Do this: Convert the material below into a Markdown table with two columns, Row and Line. Give each line its own row with a sequential number, and skip any blank lines.

begin Material provided

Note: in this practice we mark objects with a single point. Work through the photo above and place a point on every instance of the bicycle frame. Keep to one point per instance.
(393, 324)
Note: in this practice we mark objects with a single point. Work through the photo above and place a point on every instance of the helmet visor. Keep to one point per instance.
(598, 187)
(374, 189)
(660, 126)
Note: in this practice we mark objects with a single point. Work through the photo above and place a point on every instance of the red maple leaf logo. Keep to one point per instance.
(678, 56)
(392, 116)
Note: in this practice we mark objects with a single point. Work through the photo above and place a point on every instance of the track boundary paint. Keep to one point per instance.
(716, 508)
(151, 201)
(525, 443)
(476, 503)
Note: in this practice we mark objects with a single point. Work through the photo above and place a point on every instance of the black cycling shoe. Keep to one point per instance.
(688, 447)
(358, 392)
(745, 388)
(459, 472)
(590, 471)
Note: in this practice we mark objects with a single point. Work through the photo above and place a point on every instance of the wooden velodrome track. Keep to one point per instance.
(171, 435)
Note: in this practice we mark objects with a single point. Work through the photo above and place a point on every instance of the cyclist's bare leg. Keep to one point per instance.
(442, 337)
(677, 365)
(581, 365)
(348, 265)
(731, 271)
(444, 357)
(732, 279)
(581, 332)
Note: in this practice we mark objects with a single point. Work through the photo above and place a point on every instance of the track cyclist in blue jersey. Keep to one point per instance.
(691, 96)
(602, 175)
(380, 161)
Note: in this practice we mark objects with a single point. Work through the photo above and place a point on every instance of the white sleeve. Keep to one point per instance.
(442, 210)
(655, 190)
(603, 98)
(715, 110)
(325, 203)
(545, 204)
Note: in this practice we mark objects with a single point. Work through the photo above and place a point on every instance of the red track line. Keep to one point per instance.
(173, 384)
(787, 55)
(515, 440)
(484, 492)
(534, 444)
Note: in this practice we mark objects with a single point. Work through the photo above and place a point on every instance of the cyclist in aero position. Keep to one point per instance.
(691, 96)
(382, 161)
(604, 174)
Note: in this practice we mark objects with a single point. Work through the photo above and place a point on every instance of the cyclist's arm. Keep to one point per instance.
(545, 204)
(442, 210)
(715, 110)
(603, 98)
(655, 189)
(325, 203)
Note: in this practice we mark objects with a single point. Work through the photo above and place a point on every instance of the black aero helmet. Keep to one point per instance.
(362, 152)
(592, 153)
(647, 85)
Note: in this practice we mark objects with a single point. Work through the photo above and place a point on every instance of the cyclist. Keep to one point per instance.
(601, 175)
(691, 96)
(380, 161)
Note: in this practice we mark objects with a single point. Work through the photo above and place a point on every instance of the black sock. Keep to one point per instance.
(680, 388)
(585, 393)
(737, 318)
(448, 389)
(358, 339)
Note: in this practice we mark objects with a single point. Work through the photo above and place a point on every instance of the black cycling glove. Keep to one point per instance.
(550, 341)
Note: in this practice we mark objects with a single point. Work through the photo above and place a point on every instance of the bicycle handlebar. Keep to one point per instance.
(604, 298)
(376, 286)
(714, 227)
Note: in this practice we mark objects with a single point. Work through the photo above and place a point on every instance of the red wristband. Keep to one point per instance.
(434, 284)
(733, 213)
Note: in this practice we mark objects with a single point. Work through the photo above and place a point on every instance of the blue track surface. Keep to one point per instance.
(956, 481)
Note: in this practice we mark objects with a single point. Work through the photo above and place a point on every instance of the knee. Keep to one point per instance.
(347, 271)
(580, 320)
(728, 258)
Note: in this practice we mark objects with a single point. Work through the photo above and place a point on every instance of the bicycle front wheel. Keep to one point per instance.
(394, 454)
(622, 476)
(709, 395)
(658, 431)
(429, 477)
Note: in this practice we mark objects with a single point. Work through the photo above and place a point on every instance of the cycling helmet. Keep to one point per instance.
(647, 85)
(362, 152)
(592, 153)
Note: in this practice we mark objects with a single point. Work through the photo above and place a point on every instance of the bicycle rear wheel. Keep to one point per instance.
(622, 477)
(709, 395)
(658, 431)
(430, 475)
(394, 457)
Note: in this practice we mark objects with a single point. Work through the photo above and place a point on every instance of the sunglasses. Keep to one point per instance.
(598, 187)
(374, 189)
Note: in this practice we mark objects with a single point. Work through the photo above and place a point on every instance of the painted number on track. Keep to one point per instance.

end Material provided

Full output:
| Row | Line |
|---|---|
| 1 | Note: in this practice we mark objects with a single point. Work through the photo above and place a point on every instance of the bicycle frame. Keep to one point per instance. |
| 2 | (393, 324) |
| 3 | Note: in this practice we mark objects with a single point. Work through the photo above and place a point on every instance of the helmet visor. Keep to one point per instance. |
| 4 | (598, 187) |
| 5 | (374, 189) |
| 6 | (660, 126) |
| 7 | Note: in this practice we mark objects with a single point. Work through the photo above and place a point on every instance of the red maple leaf logo. Keep to one point per instance. |
| 8 | (678, 56) |
| 9 | (392, 116) |
| 10 | Note: in this practice we mark objects with a single point. Work through the photo above and place a point on every instance of the track boundary paint. Keep to one point per instance. |
| 11 | (716, 508) |
| 12 | (151, 201) |
| 13 | (525, 443) |
| 14 | (476, 503) |
| 15 | Note: in this practice we mark objects with a single point. Work through the photo above and place a point on every instance of the black cycling shoe. Keep to one point per instance. |
| 16 | (688, 447) |
| 17 | (358, 392) |
| 18 | (745, 388) |
| 19 | (459, 472) |
| 20 | (590, 471) |
| 21 | Note: in this practice we mark objects with a single point. Work through the photo above and place a point on every instance of the wooden velodrome track. Keep to one point per instance. |
| 22 | (171, 435) |
| 23 | Note: in this practice we mark objects with a single point. Work through the photo above and place a point on every instance of the cyclist's bare leg. Keep to one point per instance. |
| 24 | (442, 337) |
| 25 | (677, 365) |
| 26 | (581, 365) |
| 27 | (348, 265) |
| 28 | (731, 271) |
| 29 | (444, 357) |
| 30 | (732, 279) |
| 31 | (581, 332) |
| 32 | Note: in this practice we mark objects with a single point. Work through the photo above and place a point on every instance of the track cyclist in blue jersey. Keep to one point per instance. |
| 33 | (691, 96) |
| 34 | (602, 175) |
| 35 | (380, 161) |
| 36 | Note: in this practice we mark objects with a single point. Work through the photo above and place a point on every instance of the white sleeve. Keep to one point per instance. |
| 37 | (442, 210) |
| 38 | (655, 190) |
| 39 | (603, 98) |
| 40 | (715, 110) |
| 41 | (325, 203) |
| 42 | (545, 204) |
| 43 | Note: in this practice we mark objects with a single point. Work through the photo above and place a point on every instance of the red track line. Keep to one point per instance. |
| 44 | (173, 384) |
| 45 | (787, 55) |
| 46 | (515, 440) |
| 47 | (484, 492) |
| 48 | (534, 444) |
| 49 | Note: in this practice we mark objects with a single point. Work through the photo above and place a point on every instance of the cyclist in aero position. Keep to one point per instance. |
| 50 | (691, 96) |
| 51 | (382, 161) |
| 52 | (604, 174) |
| 53 | Note: in this practice we mark objects with a single point. Work through the photo above and place a point on every instance of the cyclist's arm. Keep to one point per instance. |
| 54 | (545, 204) |
| 55 | (442, 210) |
| 56 | (715, 110) |
| 57 | (603, 98) |
| 58 | (655, 189) |
| 59 | (325, 203) |
| 60 | Note: in this practice we mark objects with a single point. Work through the photo above and place a point on every instance of the black aero helmet. Keep to one point per instance. |
| 61 | (362, 152) |
| 62 | (592, 153) |
| 63 | (647, 85) |
| 64 | Note: in this practice we mark objects with a single point. Work through the photo above and place a point on every instance of the cyclist. Keep to one point per instance. |
| 65 | (601, 175) |
| 66 | (691, 96) |
| 67 | (380, 161) |
| 68 | Note: in this practice we mark objects with a single point. Work through the photo above and place a point on every instance of the black sock. Keep to one point per instance. |
| 69 | (680, 388) |
| 70 | (585, 393) |
| 71 | (737, 318) |
| 72 | (448, 389) |
| 73 | (358, 339) |
| 74 | Note: in this practice we mark objects with a single point. Work through the photo above and place a point on every instance of the black cycling glove. Keep to one point per instance. |
| 75 | (550, 341) |
| 76 | Note: in this practice we mark objects with a single point. Work through the photo above and place a point on every instance of the bicycle handlebar. Keep to one point per instance. |
| 77 | (604, 298) |
| 78 | (376, 286) |
| 79 | (714, 227) |
| 80 | Note: in this practice we mark objects with a single point. Work through the photo above and place a point on every instance of the red wristband. Keep to one point per instance. |
| 81 | (434, 284) |
| 82 | (733, 213) |
| 83 | Note: in this practice we mark objects with a single point. Work through the photo above and place a point on every instance of the blue track surface. Keep to one point per instance. |
| 84 | (956, 481) |
| 85 | Note: in this practice we mark objects with a single point. Work through the photo above and place a point on every instance of the knee. Keep to one point per instance. |
| 86 | (347, 271) |
| 87 | (580, 320) |
| 88 | (728, 258) |
| 89 | Note: in this practice we mark objects with a single point. Work through the photo above and place a point on every instance of the bicycle front wheel. Keep to one point per instance. |
| 90 | (394, 454) |
| 91 | (622, 476) |
| 92 | (709, 395) |
| 93 | (658, 431) |
| 94 | (429, 477) |
| 95 | Note: in this practice we mark objects with a single point. Work through the photo above and place a point on every instance of the cycling helmet. Keep to one point per instance. |
| 96 | (647, 85) |
| 97 | (362, 152) |
| 98 | (592, 153) |
| 99 | Note: in this practice we mark objects with a single point. Work through the photo above and place a point on every instance of the bicycle rear wheel. Keep to one point per instance. |
| 100 | (622, 477) |
| 101 | (709, 395) |
| 102 | (658, 431) |
| 103 | (430, 475) |
| 104 | (394, 457) |
| 105 | Note: in this practice we mark objects with a single point. Work through the photo above and place a point on every instance of the sunglasses. Keep to one point per instance. |
| 106 | (598, 187) |
| 107 | (374, 189) |
| 108 | Note: in this practice we mark objects with a single point. Work through the photo above and place a point on every instance of the painted number on track. Keep to one point per instance. |